*** Opening RECORDS TO PROCESS ***
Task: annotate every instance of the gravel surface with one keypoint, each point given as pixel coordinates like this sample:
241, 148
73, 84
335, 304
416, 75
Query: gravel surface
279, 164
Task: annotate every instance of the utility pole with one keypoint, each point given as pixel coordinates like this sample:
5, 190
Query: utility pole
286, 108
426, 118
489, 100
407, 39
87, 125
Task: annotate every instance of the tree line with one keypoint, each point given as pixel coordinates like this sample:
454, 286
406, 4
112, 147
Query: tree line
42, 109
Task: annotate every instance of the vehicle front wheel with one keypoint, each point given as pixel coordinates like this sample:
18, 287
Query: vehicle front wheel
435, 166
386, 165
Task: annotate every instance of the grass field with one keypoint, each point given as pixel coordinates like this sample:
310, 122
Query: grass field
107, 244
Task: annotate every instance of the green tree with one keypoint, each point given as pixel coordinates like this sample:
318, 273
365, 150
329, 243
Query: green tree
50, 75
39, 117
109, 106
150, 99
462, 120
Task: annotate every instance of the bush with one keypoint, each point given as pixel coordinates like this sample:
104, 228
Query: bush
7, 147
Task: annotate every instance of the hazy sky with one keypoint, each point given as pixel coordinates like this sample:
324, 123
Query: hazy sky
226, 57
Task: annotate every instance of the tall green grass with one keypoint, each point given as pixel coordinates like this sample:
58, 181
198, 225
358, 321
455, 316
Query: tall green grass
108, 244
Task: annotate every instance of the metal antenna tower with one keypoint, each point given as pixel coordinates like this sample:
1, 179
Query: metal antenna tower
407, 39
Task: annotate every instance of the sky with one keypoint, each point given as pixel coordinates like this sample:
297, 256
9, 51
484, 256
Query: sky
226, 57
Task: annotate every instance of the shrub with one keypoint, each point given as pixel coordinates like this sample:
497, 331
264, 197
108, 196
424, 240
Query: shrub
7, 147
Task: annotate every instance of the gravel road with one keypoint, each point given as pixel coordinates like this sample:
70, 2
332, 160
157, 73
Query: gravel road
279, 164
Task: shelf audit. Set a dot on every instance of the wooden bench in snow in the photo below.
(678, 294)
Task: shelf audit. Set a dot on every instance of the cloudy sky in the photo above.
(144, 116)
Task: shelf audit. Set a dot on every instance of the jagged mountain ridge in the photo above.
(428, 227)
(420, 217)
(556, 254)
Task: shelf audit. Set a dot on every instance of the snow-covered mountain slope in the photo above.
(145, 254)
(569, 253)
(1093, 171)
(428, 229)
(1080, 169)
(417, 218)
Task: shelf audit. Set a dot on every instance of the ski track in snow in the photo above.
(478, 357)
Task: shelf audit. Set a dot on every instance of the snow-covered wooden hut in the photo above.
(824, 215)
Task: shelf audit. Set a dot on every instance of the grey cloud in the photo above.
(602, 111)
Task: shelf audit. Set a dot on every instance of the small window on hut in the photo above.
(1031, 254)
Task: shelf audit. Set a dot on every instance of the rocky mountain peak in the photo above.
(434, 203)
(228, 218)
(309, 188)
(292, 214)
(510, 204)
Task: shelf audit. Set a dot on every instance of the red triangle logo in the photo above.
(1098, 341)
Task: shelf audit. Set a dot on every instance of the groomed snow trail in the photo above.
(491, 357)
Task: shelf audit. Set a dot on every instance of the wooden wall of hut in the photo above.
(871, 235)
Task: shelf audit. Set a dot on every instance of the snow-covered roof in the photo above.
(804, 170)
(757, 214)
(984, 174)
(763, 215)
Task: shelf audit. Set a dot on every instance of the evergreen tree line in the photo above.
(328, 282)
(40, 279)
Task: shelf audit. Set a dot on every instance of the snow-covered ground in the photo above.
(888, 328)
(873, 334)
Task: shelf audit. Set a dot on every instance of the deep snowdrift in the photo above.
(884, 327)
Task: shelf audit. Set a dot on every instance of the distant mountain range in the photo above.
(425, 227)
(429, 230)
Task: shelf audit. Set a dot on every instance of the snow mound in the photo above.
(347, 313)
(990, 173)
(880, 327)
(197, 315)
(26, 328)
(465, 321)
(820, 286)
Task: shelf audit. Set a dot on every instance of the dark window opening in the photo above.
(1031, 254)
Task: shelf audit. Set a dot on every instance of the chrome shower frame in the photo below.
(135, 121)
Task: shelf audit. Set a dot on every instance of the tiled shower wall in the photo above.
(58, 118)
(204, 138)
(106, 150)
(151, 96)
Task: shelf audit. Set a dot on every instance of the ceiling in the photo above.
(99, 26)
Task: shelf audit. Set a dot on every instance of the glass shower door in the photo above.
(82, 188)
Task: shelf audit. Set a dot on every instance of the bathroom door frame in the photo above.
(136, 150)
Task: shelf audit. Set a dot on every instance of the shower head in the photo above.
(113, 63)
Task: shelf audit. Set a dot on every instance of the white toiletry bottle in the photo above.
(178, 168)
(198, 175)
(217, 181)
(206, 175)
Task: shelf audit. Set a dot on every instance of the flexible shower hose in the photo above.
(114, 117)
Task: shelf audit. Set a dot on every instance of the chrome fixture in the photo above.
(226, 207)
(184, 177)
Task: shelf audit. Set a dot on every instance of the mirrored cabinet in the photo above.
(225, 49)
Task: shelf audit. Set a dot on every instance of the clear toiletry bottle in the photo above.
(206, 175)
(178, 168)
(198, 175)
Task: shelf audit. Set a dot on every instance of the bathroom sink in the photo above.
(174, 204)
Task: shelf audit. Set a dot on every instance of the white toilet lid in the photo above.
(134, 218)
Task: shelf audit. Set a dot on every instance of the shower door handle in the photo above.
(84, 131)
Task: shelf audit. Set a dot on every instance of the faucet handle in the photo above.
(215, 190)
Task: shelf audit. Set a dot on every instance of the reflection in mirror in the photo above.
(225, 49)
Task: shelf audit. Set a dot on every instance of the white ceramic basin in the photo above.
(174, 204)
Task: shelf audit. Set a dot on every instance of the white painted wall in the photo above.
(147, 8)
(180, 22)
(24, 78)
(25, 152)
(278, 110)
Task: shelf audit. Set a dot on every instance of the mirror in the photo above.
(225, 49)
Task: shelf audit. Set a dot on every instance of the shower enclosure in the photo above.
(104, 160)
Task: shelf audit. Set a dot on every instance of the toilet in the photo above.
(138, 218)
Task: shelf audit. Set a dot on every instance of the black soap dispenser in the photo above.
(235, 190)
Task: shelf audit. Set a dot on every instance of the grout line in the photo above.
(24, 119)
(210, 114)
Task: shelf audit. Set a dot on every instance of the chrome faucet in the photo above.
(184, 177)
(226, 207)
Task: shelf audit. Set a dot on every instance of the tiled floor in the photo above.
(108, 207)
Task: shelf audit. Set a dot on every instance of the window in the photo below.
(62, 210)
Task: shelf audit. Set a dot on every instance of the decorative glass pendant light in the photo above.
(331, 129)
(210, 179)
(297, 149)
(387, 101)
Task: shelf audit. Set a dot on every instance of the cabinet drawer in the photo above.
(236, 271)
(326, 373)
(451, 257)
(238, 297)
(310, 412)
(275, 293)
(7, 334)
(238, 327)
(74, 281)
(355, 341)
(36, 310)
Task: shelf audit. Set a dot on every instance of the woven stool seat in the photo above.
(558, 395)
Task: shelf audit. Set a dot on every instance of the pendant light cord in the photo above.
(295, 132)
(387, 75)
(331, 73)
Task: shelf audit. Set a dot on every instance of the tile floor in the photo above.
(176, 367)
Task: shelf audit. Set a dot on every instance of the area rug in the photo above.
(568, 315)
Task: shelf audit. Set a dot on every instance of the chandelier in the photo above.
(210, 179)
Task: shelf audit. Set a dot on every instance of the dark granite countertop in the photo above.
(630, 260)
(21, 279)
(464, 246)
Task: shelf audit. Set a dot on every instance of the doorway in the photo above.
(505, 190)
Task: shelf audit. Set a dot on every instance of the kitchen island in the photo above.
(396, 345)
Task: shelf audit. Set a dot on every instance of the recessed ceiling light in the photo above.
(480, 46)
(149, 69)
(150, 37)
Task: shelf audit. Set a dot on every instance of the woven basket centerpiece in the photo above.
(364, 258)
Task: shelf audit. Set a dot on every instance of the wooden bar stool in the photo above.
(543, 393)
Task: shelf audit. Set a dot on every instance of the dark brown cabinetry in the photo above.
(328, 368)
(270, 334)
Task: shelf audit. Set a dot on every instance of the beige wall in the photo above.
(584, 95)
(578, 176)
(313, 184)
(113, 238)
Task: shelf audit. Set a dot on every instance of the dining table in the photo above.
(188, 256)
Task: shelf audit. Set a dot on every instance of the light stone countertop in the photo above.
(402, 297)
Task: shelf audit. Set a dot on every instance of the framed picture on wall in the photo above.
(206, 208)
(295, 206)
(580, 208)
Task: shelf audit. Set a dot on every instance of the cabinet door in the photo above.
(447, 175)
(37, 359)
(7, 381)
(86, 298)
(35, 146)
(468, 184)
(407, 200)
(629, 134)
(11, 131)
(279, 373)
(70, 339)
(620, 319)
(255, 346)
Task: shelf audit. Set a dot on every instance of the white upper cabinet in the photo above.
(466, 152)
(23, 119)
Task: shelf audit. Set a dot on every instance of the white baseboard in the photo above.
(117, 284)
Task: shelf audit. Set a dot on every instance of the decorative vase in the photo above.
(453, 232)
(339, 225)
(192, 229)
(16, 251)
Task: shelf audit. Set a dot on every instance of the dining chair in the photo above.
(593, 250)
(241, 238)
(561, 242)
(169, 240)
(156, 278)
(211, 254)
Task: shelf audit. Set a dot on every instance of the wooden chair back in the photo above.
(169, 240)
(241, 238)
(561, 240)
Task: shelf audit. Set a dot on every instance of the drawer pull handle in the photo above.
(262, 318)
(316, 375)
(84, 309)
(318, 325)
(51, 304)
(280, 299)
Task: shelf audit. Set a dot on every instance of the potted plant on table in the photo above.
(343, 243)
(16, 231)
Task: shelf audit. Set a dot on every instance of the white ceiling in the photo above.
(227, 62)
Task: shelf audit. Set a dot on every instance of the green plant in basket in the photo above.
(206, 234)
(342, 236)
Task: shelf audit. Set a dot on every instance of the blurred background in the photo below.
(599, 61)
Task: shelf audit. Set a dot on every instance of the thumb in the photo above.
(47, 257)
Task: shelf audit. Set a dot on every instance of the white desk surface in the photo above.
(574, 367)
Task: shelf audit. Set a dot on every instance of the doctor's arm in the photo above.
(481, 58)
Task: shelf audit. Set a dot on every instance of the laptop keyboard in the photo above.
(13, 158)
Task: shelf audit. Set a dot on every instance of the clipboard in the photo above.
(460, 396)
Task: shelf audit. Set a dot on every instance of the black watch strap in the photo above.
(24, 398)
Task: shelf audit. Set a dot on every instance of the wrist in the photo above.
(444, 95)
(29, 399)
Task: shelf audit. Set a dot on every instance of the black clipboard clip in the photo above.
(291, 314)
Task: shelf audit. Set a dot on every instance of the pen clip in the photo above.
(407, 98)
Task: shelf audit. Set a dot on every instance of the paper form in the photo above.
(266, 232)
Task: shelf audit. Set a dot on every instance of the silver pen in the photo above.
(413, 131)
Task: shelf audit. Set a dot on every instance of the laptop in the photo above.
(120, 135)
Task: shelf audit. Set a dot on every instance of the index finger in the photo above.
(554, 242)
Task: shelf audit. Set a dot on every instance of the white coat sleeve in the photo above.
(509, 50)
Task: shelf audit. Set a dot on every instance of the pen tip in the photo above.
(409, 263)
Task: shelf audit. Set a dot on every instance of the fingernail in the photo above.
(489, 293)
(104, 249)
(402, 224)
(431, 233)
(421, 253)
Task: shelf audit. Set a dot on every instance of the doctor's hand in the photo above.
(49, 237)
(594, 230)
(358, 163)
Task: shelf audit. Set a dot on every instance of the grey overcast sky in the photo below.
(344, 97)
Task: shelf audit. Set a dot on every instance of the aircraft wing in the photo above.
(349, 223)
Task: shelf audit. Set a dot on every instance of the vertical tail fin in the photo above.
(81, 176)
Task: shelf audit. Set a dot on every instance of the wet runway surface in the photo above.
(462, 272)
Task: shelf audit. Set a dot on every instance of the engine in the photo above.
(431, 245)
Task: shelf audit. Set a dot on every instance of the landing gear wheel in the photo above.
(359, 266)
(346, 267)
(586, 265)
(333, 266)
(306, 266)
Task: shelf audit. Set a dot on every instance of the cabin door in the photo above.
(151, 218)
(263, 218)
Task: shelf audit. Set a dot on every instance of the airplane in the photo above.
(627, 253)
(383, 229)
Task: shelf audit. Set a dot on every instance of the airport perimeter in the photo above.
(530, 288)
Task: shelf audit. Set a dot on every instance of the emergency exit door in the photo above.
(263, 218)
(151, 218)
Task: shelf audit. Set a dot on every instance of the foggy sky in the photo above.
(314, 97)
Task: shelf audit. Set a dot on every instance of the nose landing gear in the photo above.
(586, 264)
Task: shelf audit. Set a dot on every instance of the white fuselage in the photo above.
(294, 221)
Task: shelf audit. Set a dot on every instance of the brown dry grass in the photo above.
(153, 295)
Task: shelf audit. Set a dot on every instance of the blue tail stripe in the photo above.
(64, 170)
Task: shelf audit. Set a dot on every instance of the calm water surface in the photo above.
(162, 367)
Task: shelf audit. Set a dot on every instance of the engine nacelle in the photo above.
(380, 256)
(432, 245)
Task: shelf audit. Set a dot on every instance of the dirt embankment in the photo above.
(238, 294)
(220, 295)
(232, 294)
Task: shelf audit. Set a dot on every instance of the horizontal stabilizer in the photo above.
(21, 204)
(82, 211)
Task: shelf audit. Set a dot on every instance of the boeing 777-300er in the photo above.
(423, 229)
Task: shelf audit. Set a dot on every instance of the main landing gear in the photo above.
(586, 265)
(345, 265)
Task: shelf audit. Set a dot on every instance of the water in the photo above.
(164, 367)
*** Closing RECORDS TO PROCESS ***
> YOUR TASK
Print the line with "fuselage in the photo above." and every line after it in the entries above, exactly as written. Leave out all other lines.

> FINISHED EXERCISE
Task: shelf audit. Set a dot on every instance of the white fuselage in the photo above.
(294, 221)
Task: shelf audit. Set a dot on every instance of the brown dry grass in the photo above.
(153, 295)
Task: shelf audit. Set a dot on every instance of the blue tail stripe in the photo above.
(64, 170)
Task: shelf audit. Set a dot on every instance of the calm water surface in the photo above.
(162, 367)
Task: shelf audit. Set a dot on every instance of the engine nacelle in the photo above.
(380, 256)
(432, 245)
Task: shelf audit. Set a dot on every instance of the dirt embankment in the photo above.
(238, 294)
(220, 295)
(232, 294)
Task: shelf audit. Set a dot on every instance of the horizontal stabilizer in the photo above.
(21, 204)
(82, 211)
Task: shelf audit. Set a dot on every instance of the boeing 777-300er in the photo above.
(423, 229)
Task: shelf audit. Set a dot on every instance of the main landing gear in the photo above.
(586, 265)
(345, 265)
Task: shelf audit. Set a dot on every instance of the water in the photo above.
(164, 367)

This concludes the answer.